**DATA ROWS**
◇ ◇ ◇ ◇

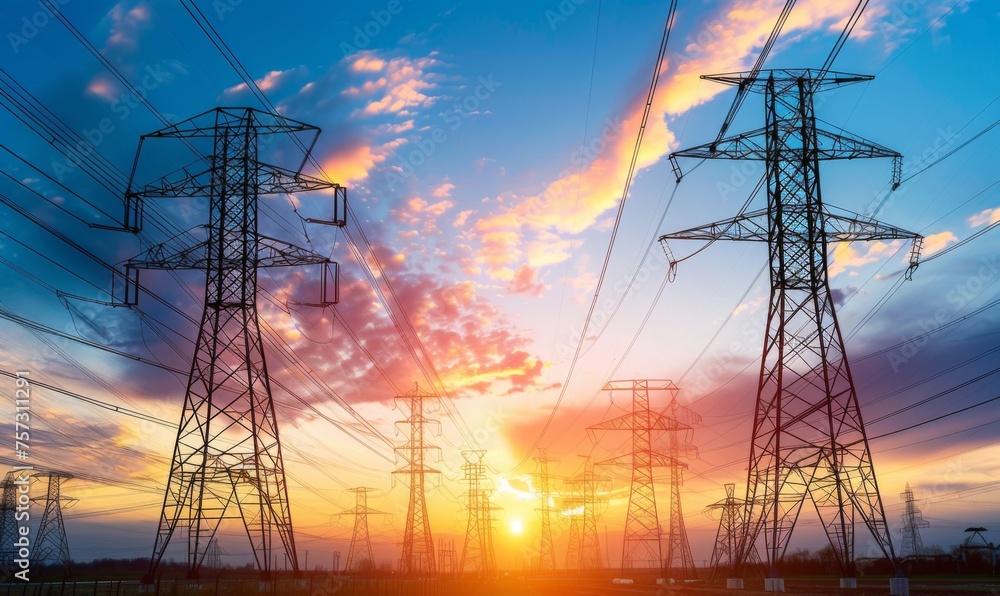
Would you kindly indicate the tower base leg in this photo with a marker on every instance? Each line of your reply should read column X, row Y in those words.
column 774, row 584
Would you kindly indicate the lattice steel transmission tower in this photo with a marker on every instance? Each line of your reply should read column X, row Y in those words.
column 727, row 539
column 574, row 549
column 641, row 543
column 678, row 545
column 478, row 548
column 808, row 436
column 446, row 557
column 360, row 556
column 912, row 522
column 585, row 536
column 51, row 543
column 547, row 551
column 227, row 461
column 418, row 543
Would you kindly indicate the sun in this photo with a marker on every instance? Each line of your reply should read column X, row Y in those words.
column 516, row 526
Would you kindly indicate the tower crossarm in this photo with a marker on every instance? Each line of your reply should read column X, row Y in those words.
column 853, row 227
column 657, row 460
column 632, row 421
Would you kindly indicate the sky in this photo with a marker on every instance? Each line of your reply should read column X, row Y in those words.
column 485, row 148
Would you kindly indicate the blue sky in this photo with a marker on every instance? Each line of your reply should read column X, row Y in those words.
column 484, row 147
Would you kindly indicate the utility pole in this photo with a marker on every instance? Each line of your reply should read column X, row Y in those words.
column 227, row 461
column 808, row 438
column 418, row 543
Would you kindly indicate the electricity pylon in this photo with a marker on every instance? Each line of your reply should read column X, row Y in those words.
column 418, row 543
column 678, row 545
column 574, row 550
column 446, row 557
column 8, row 524
column 588, row 484
column 547, row 551
column 51, row 544
column 227, row 461
column 641, row 543
column 808, row 436
column 912, row 522
column 727, row 538
column 478, row 548
column 213, row 558
column 360, row 556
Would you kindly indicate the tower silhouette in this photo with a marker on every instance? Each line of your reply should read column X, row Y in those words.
column 478, row 548
column 51, row 545
column 360, row 556
column 912, row 522
column 547, row 551
column 641, row 543
column 418, row 543
column 227, row 461
column 585, row 536
column 808, row 437
column 678, row 545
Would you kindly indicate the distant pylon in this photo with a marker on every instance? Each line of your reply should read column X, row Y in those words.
column 574, row 550
column 213, row 558
column 547, row 551
column 51, row 544
column 678, row 546
column 586, row 487
column 446, row 557
column 227, row 461
column 808, row 438
column 418, row 543
column 727, row 538
column 641, row 542
column 360, row 556
column 912, row 522
column 478, row 548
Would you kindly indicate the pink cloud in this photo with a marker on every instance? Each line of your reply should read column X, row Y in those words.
column 576, row 200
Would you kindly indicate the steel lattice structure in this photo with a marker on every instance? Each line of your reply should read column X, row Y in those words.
column 641, row 543
column 808, row 437
column 478, row 548
column 360, row 556
column 418, row 543
column 912, row 520
column 727, row 539
column 227, row 461
column 51, row 544
column 547, row 551
column 584, row 539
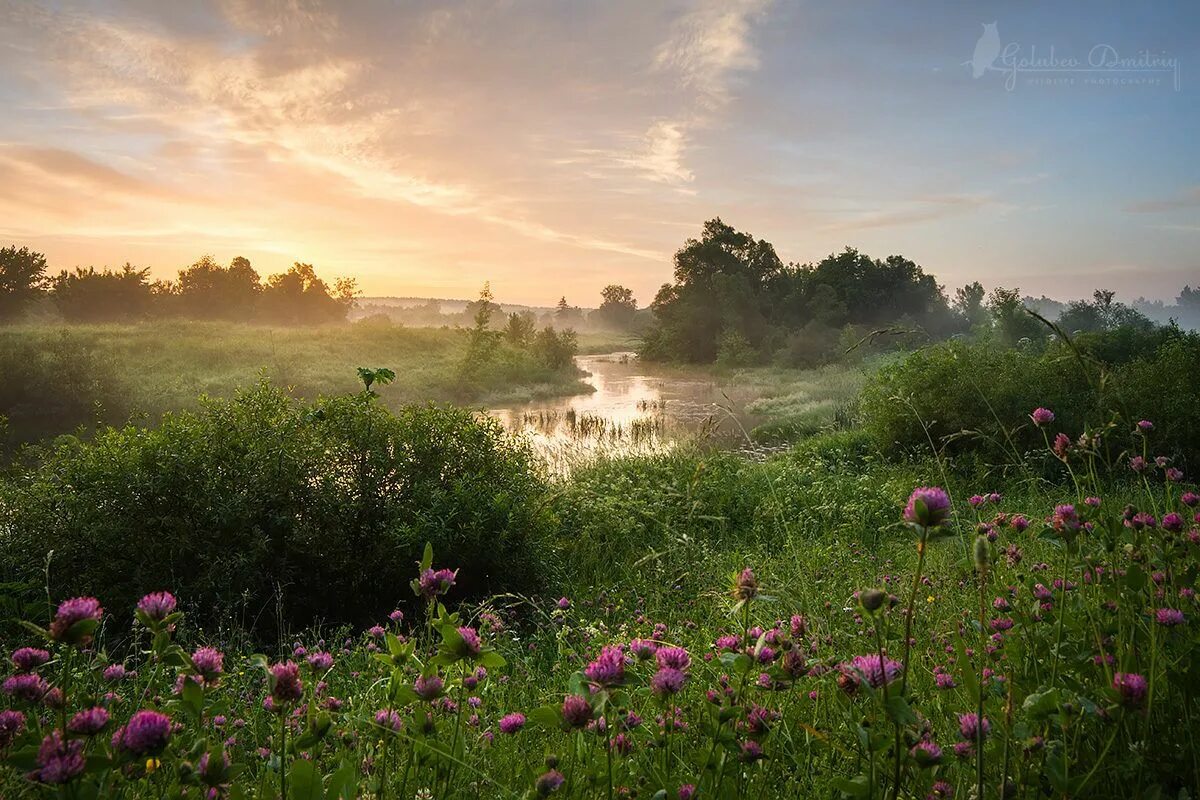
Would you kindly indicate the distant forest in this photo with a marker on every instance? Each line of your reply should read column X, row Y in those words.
column 732, row 301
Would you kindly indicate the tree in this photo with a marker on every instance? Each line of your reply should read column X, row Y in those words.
column 969, row 304
column 208, row 290
column 300, row 296
column 103, row 296
column 618, row 307
column 22, row 280
column 520, row 329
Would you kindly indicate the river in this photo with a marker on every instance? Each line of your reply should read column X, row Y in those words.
column 635, row 408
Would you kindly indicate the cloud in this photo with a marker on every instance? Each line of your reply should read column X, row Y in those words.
column 1188, row 198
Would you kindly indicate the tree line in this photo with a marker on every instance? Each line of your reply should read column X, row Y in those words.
column 201, row 290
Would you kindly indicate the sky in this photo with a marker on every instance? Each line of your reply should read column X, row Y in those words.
column 556, row 146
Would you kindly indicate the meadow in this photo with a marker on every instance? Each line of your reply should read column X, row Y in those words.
column 63, row 378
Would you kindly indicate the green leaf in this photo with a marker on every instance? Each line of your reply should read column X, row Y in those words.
column 899, row 711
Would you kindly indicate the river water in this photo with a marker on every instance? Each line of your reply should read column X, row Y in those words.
column 635, row 408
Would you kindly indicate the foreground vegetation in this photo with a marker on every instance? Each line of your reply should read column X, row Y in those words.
column 994, row 645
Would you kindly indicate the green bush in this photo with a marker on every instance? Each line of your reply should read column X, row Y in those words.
column 262, row 509
column 975, row 397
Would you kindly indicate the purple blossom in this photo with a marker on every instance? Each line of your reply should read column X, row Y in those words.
column 471, row 643
column 147, row 732
column 1169, row 617
column 209, row 663
column 609, row 668
column 929, row 506
column 673, row 657
column 29, row 659
column 286, row 685
column 511, row 722
column 667, row 681
column 576, row 711
column 436, row 582
column 27, row 686
column 549, row 782
column 390, row 720
column 11, row 725
column 89, row 722
column 969, row 726
column 71, row 613
column 321, row 661
column 873, row 669
column 927, row 753
column 59, row 759
column 157, row 606
column 1132, row 687
column 429, row 687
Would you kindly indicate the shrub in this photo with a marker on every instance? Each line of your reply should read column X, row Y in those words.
column 261, row 500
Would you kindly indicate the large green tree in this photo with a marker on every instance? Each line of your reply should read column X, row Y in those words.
column 22, row 280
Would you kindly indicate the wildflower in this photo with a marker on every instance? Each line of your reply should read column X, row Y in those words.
column 436, row 582
column 429, row 687
column 390, row 720
column 667, row 681
column 1042, row 416
column 927, row 753
column 147, row 733
column 643, row 649
column 286, row 685
column 751, row 751
column 875, row 671
column 76, row 619
column 321, row 661
column 1061, row 446
column 157, row 606
column 745, row 585
column 1169, row 617
column 511, row 722
column 1132, row 689
column 970, row 726
column 549, row 782
column 928, row 506
column 209, row 663
column 673, row 657
column 89, row 722
column 11, row 725
column 576, row 711
column 609, row 668
column 59, row 759
column 27, row 686
column 29, row 659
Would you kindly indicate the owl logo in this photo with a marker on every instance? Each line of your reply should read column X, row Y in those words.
column 987, row 49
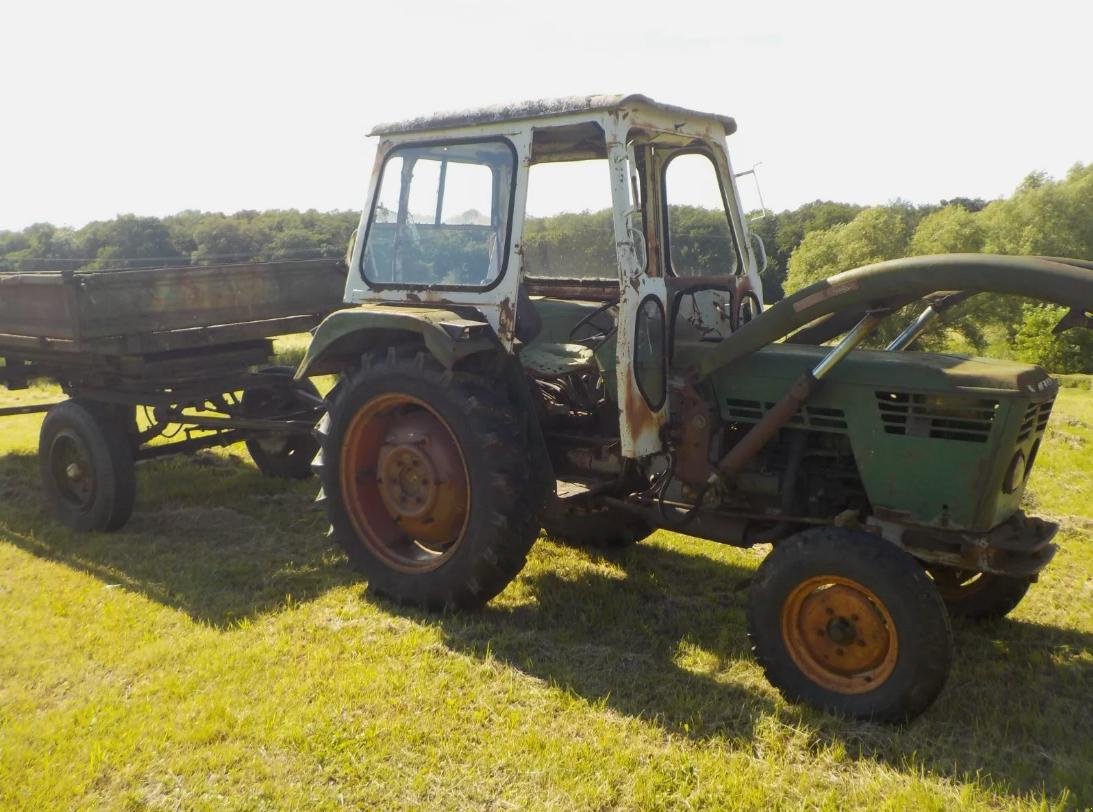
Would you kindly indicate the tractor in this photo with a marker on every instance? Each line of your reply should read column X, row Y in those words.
column 500, row 376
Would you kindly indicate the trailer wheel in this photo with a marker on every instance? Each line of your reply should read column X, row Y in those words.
column 86, row 465
column 850, row 624
column 282, row 456
column 600, row 528
column 426, row 482
column 978, row 596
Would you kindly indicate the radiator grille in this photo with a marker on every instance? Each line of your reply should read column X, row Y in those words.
column 967, row 420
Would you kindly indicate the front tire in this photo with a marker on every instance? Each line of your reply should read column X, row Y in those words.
column 426, row 482
column 85, row 460
column 848, row 623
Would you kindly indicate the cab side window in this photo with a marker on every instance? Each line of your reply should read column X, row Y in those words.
column 442, row 216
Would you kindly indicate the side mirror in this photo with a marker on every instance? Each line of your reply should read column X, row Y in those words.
column 759, row 249
column 350, row 247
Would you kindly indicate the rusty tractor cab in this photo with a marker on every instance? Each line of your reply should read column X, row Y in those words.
column 520, row 354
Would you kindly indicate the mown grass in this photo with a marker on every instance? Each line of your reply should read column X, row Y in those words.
column 218, row 652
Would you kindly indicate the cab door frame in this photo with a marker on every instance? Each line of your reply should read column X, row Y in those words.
column 642, row 414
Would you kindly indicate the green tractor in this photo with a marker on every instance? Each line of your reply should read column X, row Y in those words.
column 608, row 372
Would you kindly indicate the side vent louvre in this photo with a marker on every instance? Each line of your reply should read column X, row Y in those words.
column 967, row 420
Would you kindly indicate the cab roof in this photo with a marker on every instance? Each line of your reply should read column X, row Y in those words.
column 543, row 108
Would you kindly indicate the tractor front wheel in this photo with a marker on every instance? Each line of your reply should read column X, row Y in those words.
column 426, row 481
column 848, row 623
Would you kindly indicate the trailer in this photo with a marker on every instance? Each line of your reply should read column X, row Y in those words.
column 157, row 362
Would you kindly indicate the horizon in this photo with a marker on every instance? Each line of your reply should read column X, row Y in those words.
column 265, row 107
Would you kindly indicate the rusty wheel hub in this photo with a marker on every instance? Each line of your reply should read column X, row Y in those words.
column 406, row 474
column 404, row 482
column 839, row 634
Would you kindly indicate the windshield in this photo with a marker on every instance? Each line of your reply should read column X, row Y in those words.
column 700, row 232
column 442, row 215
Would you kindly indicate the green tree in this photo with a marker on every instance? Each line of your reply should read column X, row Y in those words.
column 872, row 236
column 1036, row 343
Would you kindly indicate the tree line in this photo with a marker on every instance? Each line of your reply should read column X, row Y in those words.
column 1043, row 216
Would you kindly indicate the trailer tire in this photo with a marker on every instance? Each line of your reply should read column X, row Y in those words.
column 606, row 528
column 85, row 460
column 850, row 624
column 978, row 596
column 426, row 481
column 285, row 456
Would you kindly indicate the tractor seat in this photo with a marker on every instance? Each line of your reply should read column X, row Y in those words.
column 553, row 361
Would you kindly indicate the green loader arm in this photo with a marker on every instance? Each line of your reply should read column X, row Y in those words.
column 845, row 297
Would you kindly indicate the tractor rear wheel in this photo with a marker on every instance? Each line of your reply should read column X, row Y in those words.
column 426, row 482
column 978, row 596
column 850, row 624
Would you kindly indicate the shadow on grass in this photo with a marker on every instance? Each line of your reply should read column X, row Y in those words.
column 210, row 537
column 668, row 644
column 663, row 640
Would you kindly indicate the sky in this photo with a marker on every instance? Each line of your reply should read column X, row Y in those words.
column 153, row 107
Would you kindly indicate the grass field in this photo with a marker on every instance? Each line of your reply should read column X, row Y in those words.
column 219, row 654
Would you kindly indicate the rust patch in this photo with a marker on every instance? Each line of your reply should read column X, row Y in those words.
column 506, row 318
column 693, row 425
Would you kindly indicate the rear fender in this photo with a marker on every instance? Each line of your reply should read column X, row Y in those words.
column 344, row 336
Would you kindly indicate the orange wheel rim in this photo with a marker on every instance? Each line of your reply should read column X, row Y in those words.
column 404, row 482
column 839, row 634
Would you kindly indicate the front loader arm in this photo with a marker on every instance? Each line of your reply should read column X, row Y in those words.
column 842, row 298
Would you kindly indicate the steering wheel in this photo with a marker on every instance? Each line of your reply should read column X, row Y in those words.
column 750, row 307
column 601, row 332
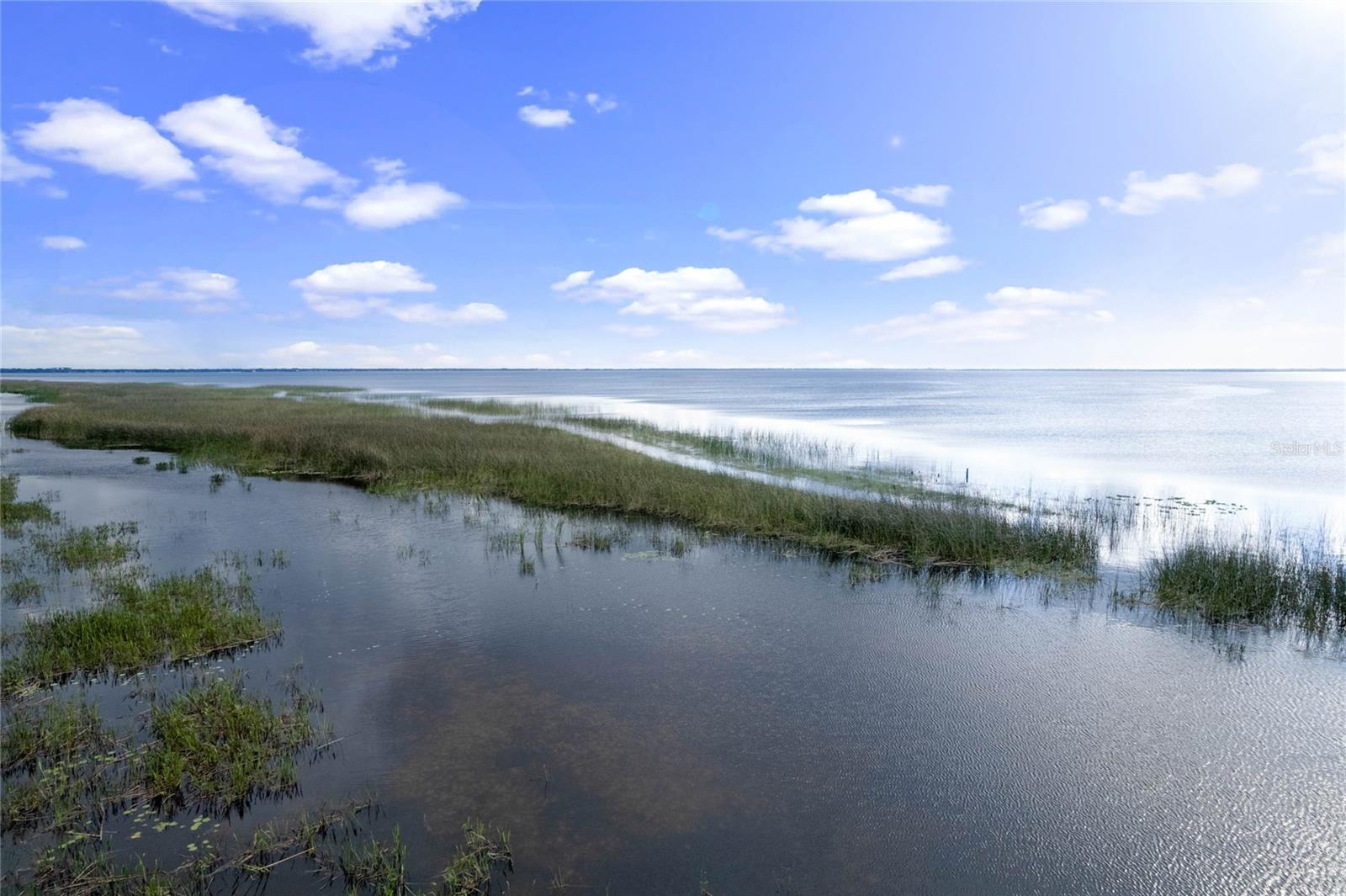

◇ ◇ ◇ ◇

**WHAT YOU HAVE TO DO**
Copy out the lines from the line with "Would you kindly indicate the sun" to the line with "column 516, row 526", substituting "image" for "photo" and leaving everything else unchanged.

**WRITTEN ANSWER**
Would you kindly indicate the sun in this image with a marker on every instance? Each line of your reply should read column X, row Y in those words.
column 516, row 526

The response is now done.